START
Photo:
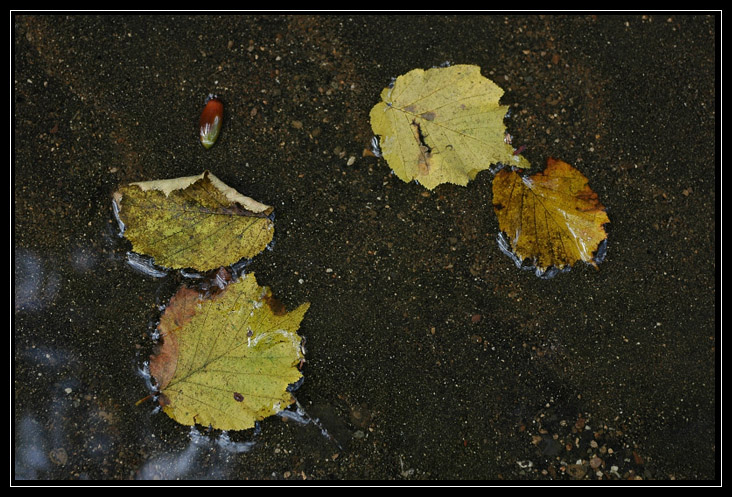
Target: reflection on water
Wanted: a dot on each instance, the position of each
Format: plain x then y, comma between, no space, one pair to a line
31,460
35,285
189,462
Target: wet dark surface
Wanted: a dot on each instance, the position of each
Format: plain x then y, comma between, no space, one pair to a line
429,354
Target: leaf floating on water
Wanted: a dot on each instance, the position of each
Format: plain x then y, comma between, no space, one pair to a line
193,222
552,218
226,360
443,125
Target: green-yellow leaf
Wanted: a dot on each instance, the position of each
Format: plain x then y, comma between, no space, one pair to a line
226,361
443,125
193,222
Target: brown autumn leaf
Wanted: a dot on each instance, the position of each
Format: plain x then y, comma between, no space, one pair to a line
552,219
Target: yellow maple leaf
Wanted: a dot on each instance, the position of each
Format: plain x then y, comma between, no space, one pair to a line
226,360
443,125
193,222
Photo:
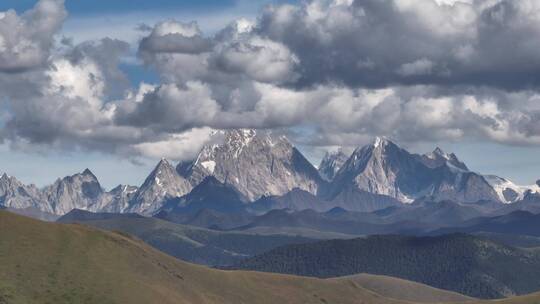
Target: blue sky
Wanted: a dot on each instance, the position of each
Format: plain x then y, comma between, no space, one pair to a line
95,19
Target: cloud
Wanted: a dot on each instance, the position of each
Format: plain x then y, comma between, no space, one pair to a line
406,42
25,40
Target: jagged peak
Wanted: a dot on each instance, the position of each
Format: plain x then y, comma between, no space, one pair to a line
88,173
163,164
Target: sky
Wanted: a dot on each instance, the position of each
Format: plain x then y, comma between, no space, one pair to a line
115,85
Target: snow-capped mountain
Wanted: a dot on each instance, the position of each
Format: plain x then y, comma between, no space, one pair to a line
438,158
119,198
162,184
509,192
79,191
331,163
256,163
14,194
383,168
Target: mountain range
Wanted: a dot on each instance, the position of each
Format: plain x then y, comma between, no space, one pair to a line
54,263
266,172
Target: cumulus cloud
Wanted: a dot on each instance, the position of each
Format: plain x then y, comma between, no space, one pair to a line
411,42
346,70
25,40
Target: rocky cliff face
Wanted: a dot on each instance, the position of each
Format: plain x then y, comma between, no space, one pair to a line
162,184
79,191
254,162
331,163
383,168
14,194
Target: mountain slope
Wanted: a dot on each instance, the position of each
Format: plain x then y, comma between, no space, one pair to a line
79,191
191,244
469,265
256,163
161,185
52,263
383,168
405,290
515,223
14,194
331,163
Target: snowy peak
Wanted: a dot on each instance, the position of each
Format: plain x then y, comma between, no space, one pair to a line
331,163
256,162
14,194
381,142
78,191
162,184
384,168
509,192
439,158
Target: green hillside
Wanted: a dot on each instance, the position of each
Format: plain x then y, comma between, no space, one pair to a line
466,264
193,244
52,263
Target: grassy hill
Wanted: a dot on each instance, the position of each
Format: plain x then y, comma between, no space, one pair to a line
466,264
52,263
405,290
188,243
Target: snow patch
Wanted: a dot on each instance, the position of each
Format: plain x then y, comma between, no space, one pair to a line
209,165
500,184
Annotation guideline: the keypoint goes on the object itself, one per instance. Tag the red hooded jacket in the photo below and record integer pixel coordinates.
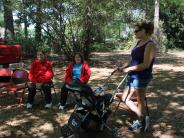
(85, 73)
(41, 72)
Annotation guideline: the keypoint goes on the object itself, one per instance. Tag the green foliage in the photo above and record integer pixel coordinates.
(172, 15)
(1, 20)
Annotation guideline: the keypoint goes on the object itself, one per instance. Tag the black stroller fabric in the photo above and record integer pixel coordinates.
(89, 107)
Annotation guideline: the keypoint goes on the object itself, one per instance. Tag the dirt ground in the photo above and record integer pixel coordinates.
(165, 100)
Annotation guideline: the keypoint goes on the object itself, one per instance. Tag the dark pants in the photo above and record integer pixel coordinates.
(64, 95)
(46, 89)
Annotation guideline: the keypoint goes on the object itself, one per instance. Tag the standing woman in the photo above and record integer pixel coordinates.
(140, 73)
(77, 70)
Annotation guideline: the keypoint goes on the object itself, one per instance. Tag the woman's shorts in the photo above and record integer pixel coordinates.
(137, 83)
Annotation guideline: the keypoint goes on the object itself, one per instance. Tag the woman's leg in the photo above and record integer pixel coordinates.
(47, 92)
(127, 94)
(64, 95)
(141, 93)
(32, 93)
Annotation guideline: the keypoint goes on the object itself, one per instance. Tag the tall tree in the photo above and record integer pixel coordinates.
(8, 19)
(38, 26)
(156, 22)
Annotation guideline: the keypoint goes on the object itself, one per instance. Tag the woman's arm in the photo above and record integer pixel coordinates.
(149, 54)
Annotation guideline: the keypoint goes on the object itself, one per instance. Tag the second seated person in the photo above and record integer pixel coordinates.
(77, 70)
(40, 75)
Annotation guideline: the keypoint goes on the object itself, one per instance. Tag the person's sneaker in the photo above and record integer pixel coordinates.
(146, 123)
(29, 106)
(100, 127)
(136, 126)
(61, 108)
(48, 106)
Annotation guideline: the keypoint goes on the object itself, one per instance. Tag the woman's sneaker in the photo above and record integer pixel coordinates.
(29, 106)
(48, 106)
(135, 126)
(146, 123)
(61, 108)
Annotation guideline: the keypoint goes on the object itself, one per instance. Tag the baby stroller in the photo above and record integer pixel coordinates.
(91, 106)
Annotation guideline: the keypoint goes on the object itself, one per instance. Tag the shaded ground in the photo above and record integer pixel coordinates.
(165, 99)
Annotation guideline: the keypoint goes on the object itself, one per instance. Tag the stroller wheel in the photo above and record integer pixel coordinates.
(116, 133)
(74, 136)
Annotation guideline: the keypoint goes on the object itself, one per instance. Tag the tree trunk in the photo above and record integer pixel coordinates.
(38, 27)
(156, 22)
(8, 19)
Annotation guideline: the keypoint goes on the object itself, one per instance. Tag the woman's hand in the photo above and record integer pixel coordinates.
(126, 70)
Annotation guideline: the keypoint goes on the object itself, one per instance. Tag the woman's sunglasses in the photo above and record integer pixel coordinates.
(137, 30)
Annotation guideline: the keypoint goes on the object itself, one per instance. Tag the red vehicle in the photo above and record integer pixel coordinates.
(10, 54)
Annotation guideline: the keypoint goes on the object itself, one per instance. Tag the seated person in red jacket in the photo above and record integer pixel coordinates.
(40, 76)
(78, 70)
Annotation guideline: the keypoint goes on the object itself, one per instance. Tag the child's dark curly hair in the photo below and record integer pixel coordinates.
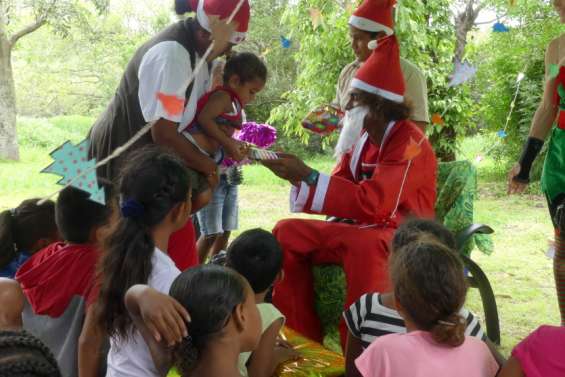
(246, 66)
(23, 355)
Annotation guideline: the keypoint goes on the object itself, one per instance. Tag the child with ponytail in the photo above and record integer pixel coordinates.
(429, 291)
(155, 198)
(224, 321)
(23, 231)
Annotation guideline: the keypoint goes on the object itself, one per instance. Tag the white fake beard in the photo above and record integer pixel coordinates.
(351, 131)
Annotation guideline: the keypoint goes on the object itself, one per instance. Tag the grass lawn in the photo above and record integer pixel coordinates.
(519, 271)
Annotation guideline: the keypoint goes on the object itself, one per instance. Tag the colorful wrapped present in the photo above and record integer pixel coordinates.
(314, 361)
(323, 121)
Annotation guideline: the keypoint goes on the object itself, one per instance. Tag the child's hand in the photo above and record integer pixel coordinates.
(284, 354)
(163, 316)
(237, 150)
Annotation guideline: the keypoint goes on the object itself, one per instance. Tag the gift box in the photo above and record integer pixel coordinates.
(323, 121)
(315, 360)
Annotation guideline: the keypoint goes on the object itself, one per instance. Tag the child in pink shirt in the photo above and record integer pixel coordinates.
(539, 355)
(429, 291)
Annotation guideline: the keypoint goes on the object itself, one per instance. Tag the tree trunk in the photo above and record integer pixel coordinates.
(8, 136)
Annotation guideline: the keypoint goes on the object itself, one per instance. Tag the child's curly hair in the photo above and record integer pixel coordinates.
(429, 283)
(23, 355)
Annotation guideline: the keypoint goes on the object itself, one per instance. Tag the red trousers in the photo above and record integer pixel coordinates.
(363, 253)
(182, 247)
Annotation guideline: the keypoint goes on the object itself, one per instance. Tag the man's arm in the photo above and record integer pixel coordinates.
(90, 345)
(12, 300)
(164, 132)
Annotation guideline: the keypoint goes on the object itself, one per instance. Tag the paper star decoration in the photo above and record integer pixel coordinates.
(437, 120)
(412, 150)
(501, 134)
(72, 164)
(221, 33)
(500, 28)
(463, 73)
(286, 43)
(173, 105)
(316, 16)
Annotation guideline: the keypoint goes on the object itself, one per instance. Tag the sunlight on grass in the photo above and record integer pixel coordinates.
(519, 271)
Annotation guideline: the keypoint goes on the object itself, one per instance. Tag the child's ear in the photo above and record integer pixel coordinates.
(239, 317)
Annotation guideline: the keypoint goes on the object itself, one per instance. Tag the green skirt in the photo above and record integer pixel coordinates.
(553, 176)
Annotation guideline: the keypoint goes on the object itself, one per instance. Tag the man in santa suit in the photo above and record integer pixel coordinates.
(388, 176)
(371, 21)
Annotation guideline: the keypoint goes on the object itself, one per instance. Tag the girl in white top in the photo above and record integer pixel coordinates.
(155, 201)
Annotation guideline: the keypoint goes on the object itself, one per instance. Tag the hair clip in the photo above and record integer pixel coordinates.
(131, 208)
(445, 323)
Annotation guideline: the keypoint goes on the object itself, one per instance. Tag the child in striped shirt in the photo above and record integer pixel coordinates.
(374, 314)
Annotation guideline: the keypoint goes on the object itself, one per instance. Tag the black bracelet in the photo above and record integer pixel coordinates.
(532, 147)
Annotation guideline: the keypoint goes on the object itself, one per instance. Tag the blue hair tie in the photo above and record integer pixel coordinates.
(131, 208)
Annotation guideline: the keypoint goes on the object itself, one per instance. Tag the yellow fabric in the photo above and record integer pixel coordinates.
(414, 80)
(269, 314)
(315, 360)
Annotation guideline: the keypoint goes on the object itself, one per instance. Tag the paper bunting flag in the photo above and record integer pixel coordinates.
(501, 134)
(553, 71)
(173, 105)
(437, 120)
(463, 73)
(412, 150)
(500, 28)
(285, 43)
(72, 164)
(316, 17)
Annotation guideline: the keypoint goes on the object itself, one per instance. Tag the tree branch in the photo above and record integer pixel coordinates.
(27, 30)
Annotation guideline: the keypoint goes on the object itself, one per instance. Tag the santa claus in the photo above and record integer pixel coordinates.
(388, 176)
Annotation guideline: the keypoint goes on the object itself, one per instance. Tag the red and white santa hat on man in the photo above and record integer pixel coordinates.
(381, 73)
(222, 9)
(374, 16)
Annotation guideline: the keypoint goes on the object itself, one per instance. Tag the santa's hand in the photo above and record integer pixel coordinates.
(288, 167)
END
◆ GIVEN TASK
Reproduce exactly the lines from the one with "Tag the girl" through the end of the entries above, both ends included.

◆ SOLUTION TO THIS EXERCISE
Annotation guideline: the keypoint goes on the object itself, one per instance. Tag the girl in white top in the photo above and record integer pixel coordinates.
(155, 201)
Annotation guideline: the keypoint goes on the object itself, one per instance. Tag the hair clip in the photo above and record integer pixel coordinates.
(131, 208)
(445, 323)
Annotation guideline: the keypoint goes on the object itself, one per instance. Tag the child in striped shirt in the photo above and record integer pixel coordinates.
(374, 314)
Annotation guideline: the keypoint goes on the object itself, one per instance. Tag the black bracelet in the photo above and record integer pixel coordinates.
(532, 147)
Annotation guideline: the keypoint goes on the object itself, one per instance. Tag the blue hair tie in the photo above and record integer pixel coordinates.
(131, 208)
Annotation guideline: the keypoint goes on the object itself, one per instance. Tag the yellow fabric in the photo above and record integer pixel coordinates.
(414, 80)
(269, 314)
(315, 360)
Annotation guideline: the keypoint goes on the object itself, one per instance. Tag the paper bunting flag in the photo above and record integer pixel coordinates.
(501, 134)
(553, 71)
(173, 105)
(437, 120)
(463, 73)
(412, 150)
(500, 28)
(285, 43)
(72, 164)
(316, 17)
Annotation guideline: the keypoint goes on the object itself, one per instance. Tag the tree branch in the photo above and record integer pixel coordinates.
(27, 30)
Annotation guideline: the keypoint goes on the object itself, one per instance. Tag the santa claus in the photo above and record integer pixel coordinates.
(388, 176)
Annotation guideline: the keypoint goes on the object itself, one per instance. Tag the red and white santa hat on man in the photo above and record integer pixel coordinates.
(381, 73)
(222, 9)
(374, 16)
Annotation guideline: the keypoint goes on the object itself, one per instance. Tag the santa's hand in the photo above and record integer pixel coordinates.
(288, 167)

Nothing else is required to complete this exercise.